Copy each record below faithfully, leaving out images.

***** Material for this task *****

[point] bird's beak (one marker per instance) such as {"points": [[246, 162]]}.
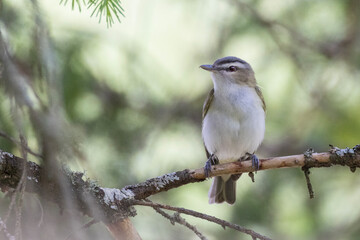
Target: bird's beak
{"points": [[210, 68]]}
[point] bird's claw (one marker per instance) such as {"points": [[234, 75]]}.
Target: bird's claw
{"points": [[213, 160], [254, 160]]}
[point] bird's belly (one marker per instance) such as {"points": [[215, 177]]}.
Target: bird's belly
{"points": [[230, 138]]}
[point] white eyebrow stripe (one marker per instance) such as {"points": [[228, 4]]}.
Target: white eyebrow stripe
{"points": [[237, 64]]}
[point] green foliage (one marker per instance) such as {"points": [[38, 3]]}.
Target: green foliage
{"points": [[101, 8]]}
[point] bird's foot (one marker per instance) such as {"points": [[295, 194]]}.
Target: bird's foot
{"points": [[254, 160], [213, 160]]}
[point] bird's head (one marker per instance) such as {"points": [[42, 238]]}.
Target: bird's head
{"points": [[231, 69]]}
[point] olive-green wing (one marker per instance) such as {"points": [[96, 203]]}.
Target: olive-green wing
{"points": [[206, 107], [207, 103], [259, 93]]}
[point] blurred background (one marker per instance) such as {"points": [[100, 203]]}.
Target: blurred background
{"points": [[130, 97]]}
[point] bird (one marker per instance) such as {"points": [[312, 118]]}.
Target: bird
{"points": [[233, 122]]}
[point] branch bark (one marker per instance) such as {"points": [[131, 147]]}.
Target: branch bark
{"points": [[114, 206]]}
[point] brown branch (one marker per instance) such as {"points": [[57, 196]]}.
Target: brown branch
{"points": [[203, 216], [113, 206], [13, 140], [176, 218]]}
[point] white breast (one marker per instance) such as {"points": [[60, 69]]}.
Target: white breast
{"points": [[234, 124]]}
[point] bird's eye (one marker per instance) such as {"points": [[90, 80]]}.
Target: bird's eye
{"points": [[232, 69]]}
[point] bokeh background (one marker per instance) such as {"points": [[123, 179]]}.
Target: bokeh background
{"points": [[131, 96]]}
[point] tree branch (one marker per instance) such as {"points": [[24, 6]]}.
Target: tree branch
{"points": [[114, 206]]}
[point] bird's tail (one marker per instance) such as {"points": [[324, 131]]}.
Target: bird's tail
{"points": [[223, 188]]}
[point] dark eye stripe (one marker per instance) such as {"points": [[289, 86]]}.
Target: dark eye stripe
{"points": [[232, 69]]}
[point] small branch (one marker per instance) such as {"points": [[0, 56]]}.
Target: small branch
{"points": [[83, 227], [114, 206], [13, 140], [176, 218], [209, 218]]}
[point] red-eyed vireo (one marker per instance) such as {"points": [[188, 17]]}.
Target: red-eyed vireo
{"points": [[233, 123]]}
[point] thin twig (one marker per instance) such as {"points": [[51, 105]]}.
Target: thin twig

*****

◆ **Result below**:
[point] bird's beak (one marker per instance) such as {"points": [[246, 162]]}.
Target: bird's beak
{"points": [[210, 68]]}
[point] bird's claw (one marker per instance) such as {"points": [[234, 75]]}.
Target: bird's claw
{"points": [[213, 160], [254, 160]]}
[point] bird's belly (one marker per instance) such as {"points": [[215, 177]]}.
Target: bird's belly
{"points": [[230, 138]]}
[point] white eyebrow stripe (one marker per instance) such as {"points": [[228, 4]]}.
Target: white eyebrow stripe
{"points": [[237, 64]]}
[point] green foliage (one marker per instance) such as {"points": [[38, 3]]}.
Target: green foliage
{"points": [[101, 8]]}
[point] bird's foot (one marker per instance) such as {"points": [[295, 194]]}.
Target: bird's foot
{"points": [[254, 160], [213, 160]]}
[point] bird's head (one marker per instance) such as {"points": [[42, 238]]}.
Target: bird's head
{"points": [[231, 69]]}
[point] olive-green wing (one marker per instance) such as {"points": [[96, 203]]}.
Target: olive-green wing
{"points": [[206, 107], [207, 103], [259, 93]]}
[point] blurred background (one marker per instance) such as {"points": [[100, 203]]}.
Target: blurred background
{"points": [[130, 97]]}
[point] bird (one marker per instance) such as {"points": [[312, 118]]}.
Target: bird
{"points": [[233, 122]]}
[point] branch bark (one marker per instance) such as {"points": [[131, 147]]}.
Target: branch bark
{"points": [[114, 206]]}
[point] brown branch (one marker per instance) such as {"points": [[57, 196]]}.
Target: brown branch
{"points": [[203, 216], [113, 206], [13, 140], [176, 218]]}
[point] white breast (one marker per instance) such as {"points": [[60, 69]]}.
Target: white breast
{"points": [[234, 124]]}
[point] bird's eye (one marker per instance) such as {"points": [[90, 80]]}.
Target: bird's eye
{"points": [[232, 69]]}
[point] bokeh background (one marker per instance) such as {"points": [[123, 179]]}.
Target: bokeh background
{"points": [[131, 96]]}
[point] tree branch (one marker per instance) such as {"points": [[24, 6]]}.
Target: tree branch
{"points": [[114, 206]]}
[point] bird's tail (one marker per instance) such as {"points": [[324, 131]]}.
Target: bird's tail
{"points": [[223, 188]]}
[point] dark eye stripe (one marker per instance) such as {"points": [[289, 86]]}.
Target: dark eye stripe
{"points": [[232, 69]]}
[point] small branch (one marker per instance) such as {"points": [[0, 56]]}.
Target: small branch
{"points": [[83, 227], [114, 206], [13, 140], [176, 218], [209, 218]]}
[point] red-eyed vireo (one marker per instance) such as {"points": [[188, 17]]}.
Target: red-eyed vireo
{"points": [[233, 123]]}
[point] thin twig (one marker per instance) such as {"points": [[51, 105]]}.
Target: thin twig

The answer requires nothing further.